------ PROVIDED DATA

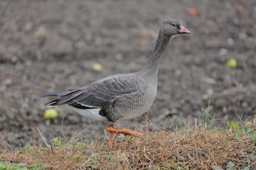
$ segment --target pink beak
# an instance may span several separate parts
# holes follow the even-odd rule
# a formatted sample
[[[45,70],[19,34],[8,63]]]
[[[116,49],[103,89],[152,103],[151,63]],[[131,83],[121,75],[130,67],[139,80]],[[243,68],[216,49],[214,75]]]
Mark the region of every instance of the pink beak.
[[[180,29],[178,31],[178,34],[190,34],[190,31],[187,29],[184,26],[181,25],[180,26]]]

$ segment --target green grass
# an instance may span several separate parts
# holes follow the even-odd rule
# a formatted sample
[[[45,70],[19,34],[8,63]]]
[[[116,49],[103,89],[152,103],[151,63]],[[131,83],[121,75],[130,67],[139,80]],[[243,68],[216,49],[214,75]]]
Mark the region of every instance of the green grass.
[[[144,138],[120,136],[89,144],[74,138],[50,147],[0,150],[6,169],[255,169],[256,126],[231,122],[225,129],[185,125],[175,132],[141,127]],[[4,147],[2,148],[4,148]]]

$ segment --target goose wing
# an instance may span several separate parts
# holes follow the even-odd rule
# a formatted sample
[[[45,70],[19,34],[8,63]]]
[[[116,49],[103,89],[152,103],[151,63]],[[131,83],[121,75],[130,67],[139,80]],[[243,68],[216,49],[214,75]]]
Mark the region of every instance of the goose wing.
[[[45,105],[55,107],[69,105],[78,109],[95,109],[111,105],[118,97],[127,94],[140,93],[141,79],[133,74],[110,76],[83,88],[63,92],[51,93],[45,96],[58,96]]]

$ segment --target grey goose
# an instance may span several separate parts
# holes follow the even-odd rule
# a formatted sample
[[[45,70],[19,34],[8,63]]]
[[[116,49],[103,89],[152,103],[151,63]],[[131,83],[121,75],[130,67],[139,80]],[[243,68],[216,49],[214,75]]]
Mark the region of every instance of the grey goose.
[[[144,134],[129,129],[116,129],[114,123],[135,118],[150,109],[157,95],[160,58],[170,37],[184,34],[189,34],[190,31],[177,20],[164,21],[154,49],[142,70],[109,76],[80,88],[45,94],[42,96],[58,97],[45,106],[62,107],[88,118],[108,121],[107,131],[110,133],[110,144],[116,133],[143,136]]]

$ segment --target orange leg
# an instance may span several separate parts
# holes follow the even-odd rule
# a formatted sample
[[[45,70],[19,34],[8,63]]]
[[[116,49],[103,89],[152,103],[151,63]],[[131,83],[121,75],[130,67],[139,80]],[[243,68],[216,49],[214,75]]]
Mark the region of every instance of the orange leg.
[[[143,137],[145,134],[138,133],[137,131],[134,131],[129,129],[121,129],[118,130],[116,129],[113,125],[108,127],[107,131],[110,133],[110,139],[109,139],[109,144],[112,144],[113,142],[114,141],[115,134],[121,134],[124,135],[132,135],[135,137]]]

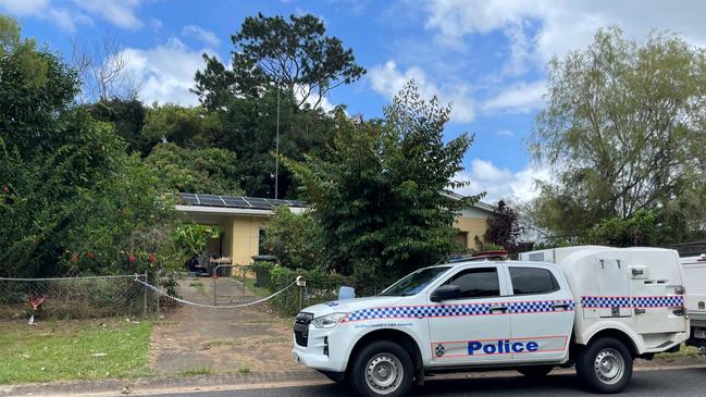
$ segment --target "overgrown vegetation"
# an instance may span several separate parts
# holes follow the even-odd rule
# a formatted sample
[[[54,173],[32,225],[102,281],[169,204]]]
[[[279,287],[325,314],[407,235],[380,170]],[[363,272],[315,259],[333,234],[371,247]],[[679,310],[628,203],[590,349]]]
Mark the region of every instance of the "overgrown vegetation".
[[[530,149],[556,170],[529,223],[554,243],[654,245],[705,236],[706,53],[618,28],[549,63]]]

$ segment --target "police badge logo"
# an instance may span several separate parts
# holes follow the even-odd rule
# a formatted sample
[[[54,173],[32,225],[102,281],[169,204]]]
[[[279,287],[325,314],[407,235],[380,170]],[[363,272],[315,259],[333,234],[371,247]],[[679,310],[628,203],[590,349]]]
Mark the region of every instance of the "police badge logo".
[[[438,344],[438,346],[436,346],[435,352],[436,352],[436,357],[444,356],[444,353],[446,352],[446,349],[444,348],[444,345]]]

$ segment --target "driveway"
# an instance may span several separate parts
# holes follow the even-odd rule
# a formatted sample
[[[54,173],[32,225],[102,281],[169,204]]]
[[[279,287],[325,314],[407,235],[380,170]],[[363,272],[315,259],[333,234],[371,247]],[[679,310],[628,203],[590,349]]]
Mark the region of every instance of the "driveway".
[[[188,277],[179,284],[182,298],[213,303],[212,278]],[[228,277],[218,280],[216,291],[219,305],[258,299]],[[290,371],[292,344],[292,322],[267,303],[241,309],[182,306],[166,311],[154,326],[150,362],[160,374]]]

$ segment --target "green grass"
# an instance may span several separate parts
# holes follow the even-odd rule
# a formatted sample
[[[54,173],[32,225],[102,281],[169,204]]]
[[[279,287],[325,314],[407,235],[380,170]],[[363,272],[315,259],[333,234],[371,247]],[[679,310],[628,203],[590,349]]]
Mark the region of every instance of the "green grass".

------------

WHAT THE TASK REQUIRES: Transcribe every record above exactly as written, leaving out any pictures.

RESPONSE:
$ segment --target pink beak
# an instance may span several separate parts
# holes follow the even-odd rule
# a formatted sample
[[[45,70],[19,34],[8,63]]]
[[[116,49],[103,89],[152,103],[151,63]],[[131,83],[121,75],[130,67],[139,80]],[[243,68],[216,49],[214,75]]]
Mark the region of every instance of the pink beak.
[[[180,29],[178,31],[178,34],[190,34],[190,31],[187,29],[184,26],[181,25],[180,26]]]

$ segment --target green grass
# an instance may span several separate parts
# holes follow the even-odd rule
# a formatted sample
[[[45,70],[19,34],[8,63]]]
[[[116,49],[103,89],[152,103],[151,63]],[[131,83],[121,75],[130,67],[139,80]],[[243,68],[216,49],[214,75]]]
Mark the region of every instance of the green grass.
[[[144,138],[120,136],[89,144],[74,138],[50,147],[0,150],[6,169],[255,169],[256,126],[231,122],[225,129],[185,125],[175,132],[141,127]],[[4,147],[2,148],[4,148]]]

$ segment --target goose wing
# an instance may span several separate parts
# holes follow the even-odd rule
# a formatted sample
[[[45,70],[19,34],[8,63]]]
[[[116,49],[103,89],[152,103],[151,63]],[[131,83],[121,75],[130,67],[139,80]],[[243,68],[216,49],[214,75]]]
Mark the region of every instance of the goose wing.
[[[45,105],[55,107],[69,105],[78,109],[95,109],[111,105],[118,97],[127,94],[140,93],[141,79],[133,74],[110,76],[83,88],[63,92],[51,93],[45,96],[58,96]]]

$ segment --target grey goose
# an instance may span several separate parts
# holes follow the even-odd rule
# a formatted sample
[[[45,70],[19,34],[8,63]]]
[[[116,49],[103,89],[152,103],[151,63]],[[131,83],[121,75],[130,67],[139,80]],[[243,68],[216,49],[214,75]]]
Mark the region of every instance of the grey goose.
[[[144,134],[129,129],[116,129],[114,123],[135,118],[150,109],[157,95],[160,58],[170,37],[184,34],[189,34],[190,31],[177,20],[164,21],[154,49],[142,70],[109,76],[80,88],[45,94],[42,96],[58,97],[45,106],[62,107],[88,118],[108,121],[107,131],[110,133],[110,144],[116,133],[143,136]]]

$ segment --target orange leg
# an instance may span several separate parts
# holes follow the even-odd rule
# a formatted sample
[[[45,70],[19,34],[8,63]]]
[[[116,49],[103,89],[152,103],[151,63]],[[131,83],[121,75],[130,67],[139,80]],[[243,68],[216,49],[214,75]]]
Mark the region of every instance of the orange leg.
[[[143,137],[145,134],[138,133],[137,131],[134,131],[129,129],[121,129],[118,130],[116,129],[113,125],[108,127],[107,131],[110,133],[110,139],[109,139],[109,144],[112,144],[113,142],[114,141],[115,134],[121,134],[124,135],[132,135],[135,137]]]

$ segment --target "overgrown vegetation"
# an instance may span several separate parts
# holes follow the even-odd rule
# a formatted sample
[[[54,173],[32,225],[102,281],[169,204]]]
[[[279,287],[325,314],[407,235],[380,170]],[[363,272],[315,259],[333,234],[371,247]],[[679,310],[628,203],[590,349]]]
Mark the region of every instance of the "overgrown vegetation".
[[[530,149],[556,170],[529,223],[554,243],[654,245],[705,236],[706,53],[618,28],[549,63]]]

$ segment --target "police badge logo"
# an instance may span several separate parts
# holes follow the even-odd rule
# a formatted sample
[[[54,173],[32,225],[102,281],[169,204]]]
[[[279,287],[325,314],[407,235],[380,170]],[[363,272],[315,259],[333,234],[371,247]],[[679,310],[628,203],[590,349]]]
Mark the region of every instance of the "police badge logo".
[[[438,344],[438,346],[436,346],[435,352],[436,352],[436,357],[444,356],[444,353],[446,352],[446,349],[444,348],[444,345]]]

$ segment --target "driveway"
# an instance may span several separate parts
# holes follow the even-odd rule
# a formatted sample
[[[54,173],[32,225],[102,281],[169,204]]]
[[[279,287],[325,314],[407,235],[380,170]],[[363,272],[315,259],[333,234],[371,247]],[[679,310],[628,203],[590,349]]]
Mark the region of every instance of the "driveway".
[[[188,277],[179,284],[182,298],[213,303],[212,278]],[[228,277],[218,280],[216,291],[219,305],[258,299]],[[290,371],[292,344],[292,322],[267,303],[241,309],[182,306],[166,311],[154,326],[150,362],[160,374]]]

$ segment --target "green grass"
# an instance may span several separate parts
# holes follow the even-odd rule
# a formatted sample
[[[54,173],[32,225],[102,281],[169,204]]]
[[[279,287],[325,314],[407,235],[380,170]],[[363,272],[315,259],[333,234],[371,247]],[[679,310],[628,203],[590,349]]]
Mark the region of every instance of the "green grass".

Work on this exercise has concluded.